BEGIN Given passage

“He means well.”
“He’s just being protective.”
“He didn’t mean to do it. He was just upset.”
You have heard statements like this from your friends. You have observed how their relationship has degenerated, and you’ve tried to be objective about the whole situation. But when a loved one’s relationship has become a cycle of abuse, it’s hard not to try to take charge of the situation and become more than an observer.
Sally recognizes this.
At a recent meeting of GABRIELA, Sally explained how she even justified her former partner’s abuse, not recognizing how he was slowly removing her power to choose and change her life. Fortunately, she found a way to open up to her family and friends who helped her take the first step.
Sally is lucky. But often in the Philippines, the victim and the people who should provide support are hampered by culture and custom. It’s not surprising that many people use the following excuses: “Away mag-asawa yan, ‘wag kang makialam,” or “’Wag kang makikialam sa buhay ng iba!”
This kind of thinking has only made it hard for many women who experience abuse to go forward and report their case.
The Philippine Statistics Authority reported in 2018 that 14 percent of Filipino women experience physical abuse from their partners, while 34 percent experience emotional abuse. But the numbers could even be higher as many Filipino women are still reluctant to report to authorities.
Atty. Kathy Panguban, a member of the National Union of People’s Lawyers (NUPL) and the head of their Committee for Women and Children, explains that these numbers are only a tip of the iceberg, given that many factors could affect the total number of reported cases.

END Given passage

▶ _Job item A_
Please quote the part of the passage on domestic abuse that opens with the words containing "The Philippine Statistics" and closes with "report to authorities.".
▶ _Job item B_
Show each line of the records that contains the string "positive".
The passage on domestic abuse and the records are unrelated to each other.

BEGIN Provided records

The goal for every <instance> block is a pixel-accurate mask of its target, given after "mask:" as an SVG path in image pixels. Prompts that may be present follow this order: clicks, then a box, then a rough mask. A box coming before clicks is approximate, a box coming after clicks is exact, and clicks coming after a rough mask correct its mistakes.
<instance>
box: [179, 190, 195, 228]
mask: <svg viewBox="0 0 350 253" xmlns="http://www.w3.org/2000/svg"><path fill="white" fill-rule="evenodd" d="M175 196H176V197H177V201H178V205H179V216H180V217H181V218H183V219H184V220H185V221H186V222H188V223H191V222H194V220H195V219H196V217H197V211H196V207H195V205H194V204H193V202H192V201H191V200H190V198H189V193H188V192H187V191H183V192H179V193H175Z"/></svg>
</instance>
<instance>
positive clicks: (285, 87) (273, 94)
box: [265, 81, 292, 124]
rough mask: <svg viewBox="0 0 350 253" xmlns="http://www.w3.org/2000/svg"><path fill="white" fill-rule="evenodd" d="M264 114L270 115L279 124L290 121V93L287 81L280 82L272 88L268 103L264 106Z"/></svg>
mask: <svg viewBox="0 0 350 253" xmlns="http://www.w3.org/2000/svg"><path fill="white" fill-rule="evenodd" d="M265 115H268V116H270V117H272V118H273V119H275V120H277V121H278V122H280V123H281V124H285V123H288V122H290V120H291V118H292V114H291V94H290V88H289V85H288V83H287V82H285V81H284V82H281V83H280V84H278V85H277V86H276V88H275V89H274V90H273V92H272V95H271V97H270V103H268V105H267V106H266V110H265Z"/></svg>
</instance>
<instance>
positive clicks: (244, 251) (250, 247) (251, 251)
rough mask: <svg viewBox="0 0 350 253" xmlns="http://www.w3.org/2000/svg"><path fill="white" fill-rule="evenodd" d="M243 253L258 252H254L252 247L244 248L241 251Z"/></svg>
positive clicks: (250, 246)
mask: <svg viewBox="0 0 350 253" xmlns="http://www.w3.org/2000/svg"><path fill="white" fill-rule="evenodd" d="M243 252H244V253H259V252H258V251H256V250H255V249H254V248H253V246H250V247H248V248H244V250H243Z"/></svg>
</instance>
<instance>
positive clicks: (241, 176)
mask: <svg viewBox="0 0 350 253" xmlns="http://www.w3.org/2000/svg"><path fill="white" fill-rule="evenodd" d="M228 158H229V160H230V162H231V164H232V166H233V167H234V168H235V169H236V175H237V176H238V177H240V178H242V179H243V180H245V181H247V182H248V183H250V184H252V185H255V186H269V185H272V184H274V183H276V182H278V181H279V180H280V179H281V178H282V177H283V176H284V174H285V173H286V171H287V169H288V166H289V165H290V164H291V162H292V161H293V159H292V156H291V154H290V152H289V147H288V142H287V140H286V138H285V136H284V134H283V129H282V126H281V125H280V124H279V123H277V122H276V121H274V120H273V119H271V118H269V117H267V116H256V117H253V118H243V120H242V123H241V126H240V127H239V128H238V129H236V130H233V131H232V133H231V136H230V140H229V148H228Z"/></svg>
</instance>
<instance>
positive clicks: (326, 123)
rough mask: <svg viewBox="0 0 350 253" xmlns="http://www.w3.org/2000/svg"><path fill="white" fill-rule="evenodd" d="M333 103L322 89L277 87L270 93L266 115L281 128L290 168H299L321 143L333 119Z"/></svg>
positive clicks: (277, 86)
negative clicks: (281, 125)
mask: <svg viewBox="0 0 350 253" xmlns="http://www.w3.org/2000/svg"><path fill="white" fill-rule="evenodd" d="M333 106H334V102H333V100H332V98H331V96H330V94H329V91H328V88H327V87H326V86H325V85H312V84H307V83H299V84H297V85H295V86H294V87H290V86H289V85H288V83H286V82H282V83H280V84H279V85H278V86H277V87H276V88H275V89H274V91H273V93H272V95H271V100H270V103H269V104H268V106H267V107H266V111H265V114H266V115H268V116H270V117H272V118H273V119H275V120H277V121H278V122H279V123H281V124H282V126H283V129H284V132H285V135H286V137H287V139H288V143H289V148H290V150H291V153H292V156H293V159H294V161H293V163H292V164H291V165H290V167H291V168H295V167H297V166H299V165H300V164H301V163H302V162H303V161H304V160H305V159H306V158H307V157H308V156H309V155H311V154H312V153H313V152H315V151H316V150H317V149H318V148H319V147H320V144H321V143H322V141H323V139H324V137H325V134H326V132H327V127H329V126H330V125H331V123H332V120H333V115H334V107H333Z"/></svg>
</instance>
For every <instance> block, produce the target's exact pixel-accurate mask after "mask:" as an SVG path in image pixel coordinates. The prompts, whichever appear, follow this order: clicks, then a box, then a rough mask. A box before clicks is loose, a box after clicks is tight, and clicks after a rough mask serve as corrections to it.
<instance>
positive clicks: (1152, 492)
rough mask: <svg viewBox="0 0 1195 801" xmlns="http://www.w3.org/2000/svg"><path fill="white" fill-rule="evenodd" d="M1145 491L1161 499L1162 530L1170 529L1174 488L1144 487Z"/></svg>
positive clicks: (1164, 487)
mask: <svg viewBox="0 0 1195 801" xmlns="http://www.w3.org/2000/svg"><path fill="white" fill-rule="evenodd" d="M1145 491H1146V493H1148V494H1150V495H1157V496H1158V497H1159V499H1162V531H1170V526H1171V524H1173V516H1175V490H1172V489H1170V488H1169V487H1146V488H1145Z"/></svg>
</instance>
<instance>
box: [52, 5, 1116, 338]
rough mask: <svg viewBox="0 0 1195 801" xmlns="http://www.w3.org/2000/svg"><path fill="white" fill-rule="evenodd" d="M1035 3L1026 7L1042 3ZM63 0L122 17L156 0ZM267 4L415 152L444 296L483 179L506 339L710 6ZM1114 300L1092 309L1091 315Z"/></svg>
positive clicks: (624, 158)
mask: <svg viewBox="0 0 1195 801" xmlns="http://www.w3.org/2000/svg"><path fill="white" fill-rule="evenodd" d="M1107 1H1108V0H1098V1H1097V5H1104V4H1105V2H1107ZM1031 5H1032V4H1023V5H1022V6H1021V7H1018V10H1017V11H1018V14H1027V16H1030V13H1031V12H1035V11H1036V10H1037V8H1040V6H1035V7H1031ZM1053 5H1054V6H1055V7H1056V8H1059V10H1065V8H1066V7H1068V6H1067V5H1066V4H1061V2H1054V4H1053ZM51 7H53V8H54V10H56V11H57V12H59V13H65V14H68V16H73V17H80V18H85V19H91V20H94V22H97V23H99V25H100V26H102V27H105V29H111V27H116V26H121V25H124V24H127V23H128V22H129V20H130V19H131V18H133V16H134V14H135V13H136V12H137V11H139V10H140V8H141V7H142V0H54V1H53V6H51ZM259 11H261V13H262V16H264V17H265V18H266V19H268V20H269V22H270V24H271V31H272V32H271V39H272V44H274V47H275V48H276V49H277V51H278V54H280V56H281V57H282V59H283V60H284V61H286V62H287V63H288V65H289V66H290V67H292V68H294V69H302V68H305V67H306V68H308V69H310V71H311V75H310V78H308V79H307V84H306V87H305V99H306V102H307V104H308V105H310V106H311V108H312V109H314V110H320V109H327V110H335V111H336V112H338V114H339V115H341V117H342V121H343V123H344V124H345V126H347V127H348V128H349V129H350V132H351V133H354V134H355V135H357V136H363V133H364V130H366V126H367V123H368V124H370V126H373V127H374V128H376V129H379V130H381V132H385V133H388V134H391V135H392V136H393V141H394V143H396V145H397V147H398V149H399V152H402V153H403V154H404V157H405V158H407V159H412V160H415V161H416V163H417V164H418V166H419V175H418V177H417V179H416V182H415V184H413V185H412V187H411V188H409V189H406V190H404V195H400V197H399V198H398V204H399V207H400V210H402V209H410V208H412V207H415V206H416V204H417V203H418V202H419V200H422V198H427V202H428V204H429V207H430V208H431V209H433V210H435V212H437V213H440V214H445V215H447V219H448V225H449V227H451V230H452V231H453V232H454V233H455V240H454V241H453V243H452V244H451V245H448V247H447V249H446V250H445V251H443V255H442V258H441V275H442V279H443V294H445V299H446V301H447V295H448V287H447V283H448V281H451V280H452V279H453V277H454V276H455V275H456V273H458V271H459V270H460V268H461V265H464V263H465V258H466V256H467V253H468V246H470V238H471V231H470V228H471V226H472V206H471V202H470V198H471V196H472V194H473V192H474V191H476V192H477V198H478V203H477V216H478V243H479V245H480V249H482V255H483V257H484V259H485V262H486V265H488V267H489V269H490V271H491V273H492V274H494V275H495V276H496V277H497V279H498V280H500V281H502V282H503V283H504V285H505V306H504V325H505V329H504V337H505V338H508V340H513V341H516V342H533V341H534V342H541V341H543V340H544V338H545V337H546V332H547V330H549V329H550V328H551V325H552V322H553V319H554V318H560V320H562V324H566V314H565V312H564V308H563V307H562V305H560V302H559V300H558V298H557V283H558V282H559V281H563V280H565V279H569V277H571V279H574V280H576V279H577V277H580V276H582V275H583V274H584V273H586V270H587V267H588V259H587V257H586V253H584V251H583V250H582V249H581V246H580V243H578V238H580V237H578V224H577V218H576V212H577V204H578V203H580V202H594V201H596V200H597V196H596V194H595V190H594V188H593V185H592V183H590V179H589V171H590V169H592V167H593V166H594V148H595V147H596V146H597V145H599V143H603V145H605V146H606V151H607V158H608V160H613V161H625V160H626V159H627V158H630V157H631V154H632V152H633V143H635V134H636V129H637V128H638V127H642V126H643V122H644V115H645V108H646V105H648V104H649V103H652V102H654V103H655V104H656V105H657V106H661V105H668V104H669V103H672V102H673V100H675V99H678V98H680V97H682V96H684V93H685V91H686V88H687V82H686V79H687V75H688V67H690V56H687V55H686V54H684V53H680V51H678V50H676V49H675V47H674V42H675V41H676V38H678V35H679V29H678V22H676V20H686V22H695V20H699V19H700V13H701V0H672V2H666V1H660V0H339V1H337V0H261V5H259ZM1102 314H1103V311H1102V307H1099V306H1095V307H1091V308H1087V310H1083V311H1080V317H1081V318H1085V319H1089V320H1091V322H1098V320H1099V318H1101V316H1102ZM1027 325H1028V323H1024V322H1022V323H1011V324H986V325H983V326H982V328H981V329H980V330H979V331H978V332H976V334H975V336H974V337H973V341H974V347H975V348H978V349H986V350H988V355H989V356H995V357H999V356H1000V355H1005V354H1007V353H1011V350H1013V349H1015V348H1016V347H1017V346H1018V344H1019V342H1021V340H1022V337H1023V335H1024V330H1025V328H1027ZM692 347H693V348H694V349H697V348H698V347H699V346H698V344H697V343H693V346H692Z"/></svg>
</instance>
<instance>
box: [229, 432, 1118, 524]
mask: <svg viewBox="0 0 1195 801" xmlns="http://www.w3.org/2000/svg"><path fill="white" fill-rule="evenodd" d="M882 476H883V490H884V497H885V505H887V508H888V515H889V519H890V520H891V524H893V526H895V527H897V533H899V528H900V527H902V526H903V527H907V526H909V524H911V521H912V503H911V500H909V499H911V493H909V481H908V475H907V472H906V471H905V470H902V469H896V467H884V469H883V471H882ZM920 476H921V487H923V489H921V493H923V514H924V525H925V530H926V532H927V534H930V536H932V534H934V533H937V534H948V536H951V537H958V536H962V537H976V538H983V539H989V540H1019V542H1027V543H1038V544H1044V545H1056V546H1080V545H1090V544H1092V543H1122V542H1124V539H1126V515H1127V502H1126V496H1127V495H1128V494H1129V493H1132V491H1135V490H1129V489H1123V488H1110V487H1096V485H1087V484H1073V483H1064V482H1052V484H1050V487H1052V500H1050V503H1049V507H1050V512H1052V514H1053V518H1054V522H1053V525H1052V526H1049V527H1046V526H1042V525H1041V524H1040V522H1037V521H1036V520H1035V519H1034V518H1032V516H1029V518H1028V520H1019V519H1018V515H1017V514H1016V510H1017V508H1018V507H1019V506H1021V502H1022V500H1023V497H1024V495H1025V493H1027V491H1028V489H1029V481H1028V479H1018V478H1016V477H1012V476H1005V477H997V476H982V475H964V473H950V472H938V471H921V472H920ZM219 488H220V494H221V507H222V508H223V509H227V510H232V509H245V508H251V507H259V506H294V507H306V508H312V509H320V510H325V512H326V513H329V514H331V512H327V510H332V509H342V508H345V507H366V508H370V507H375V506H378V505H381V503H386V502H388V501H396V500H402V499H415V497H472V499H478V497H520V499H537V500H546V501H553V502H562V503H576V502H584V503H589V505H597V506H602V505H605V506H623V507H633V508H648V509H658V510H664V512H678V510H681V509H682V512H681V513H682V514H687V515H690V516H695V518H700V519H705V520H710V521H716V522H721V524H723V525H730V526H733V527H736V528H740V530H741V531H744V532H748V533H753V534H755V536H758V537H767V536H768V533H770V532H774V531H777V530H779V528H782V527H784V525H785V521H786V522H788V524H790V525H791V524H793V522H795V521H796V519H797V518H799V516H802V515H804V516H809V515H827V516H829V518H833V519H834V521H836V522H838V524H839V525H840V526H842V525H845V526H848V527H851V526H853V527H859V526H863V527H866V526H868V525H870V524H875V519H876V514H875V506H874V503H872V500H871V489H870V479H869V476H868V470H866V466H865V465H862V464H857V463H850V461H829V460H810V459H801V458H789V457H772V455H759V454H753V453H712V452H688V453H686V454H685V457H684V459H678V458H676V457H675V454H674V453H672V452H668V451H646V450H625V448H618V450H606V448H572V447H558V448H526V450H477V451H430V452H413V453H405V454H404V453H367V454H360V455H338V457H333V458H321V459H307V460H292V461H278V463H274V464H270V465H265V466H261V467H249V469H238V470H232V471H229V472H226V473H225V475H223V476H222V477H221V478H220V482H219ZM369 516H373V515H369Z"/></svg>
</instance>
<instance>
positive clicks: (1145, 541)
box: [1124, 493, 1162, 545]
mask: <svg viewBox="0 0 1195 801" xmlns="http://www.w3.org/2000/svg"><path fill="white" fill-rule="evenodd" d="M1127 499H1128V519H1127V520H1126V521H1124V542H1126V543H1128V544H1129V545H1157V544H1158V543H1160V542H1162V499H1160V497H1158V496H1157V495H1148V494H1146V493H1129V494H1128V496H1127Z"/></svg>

END Provided records

▶ _Expected output A_
The Philippine Statistics Authority reported in 2018 that 14 percent of Filipino women experience physical abuse from their partners, while 34 percent experience emotional abuse. But the numbers could even be higher as many Filipino women are still reluctant to report to authorities.

▶ _Expected output B_
positive clicks: (285, 87) (273, 94)
positive clicks: (244, 251) (250, 247) (251, 251)
positive clicks: (250, 246)
positive clicks: (241, 176)
positive clicks: (326, 123)
positive clicks: (277, 86)
positive clicks: (1152, 492)
positive clicks: (1164, 487)
positive clicks: (624, 158)
positive clicks: (1145, 541)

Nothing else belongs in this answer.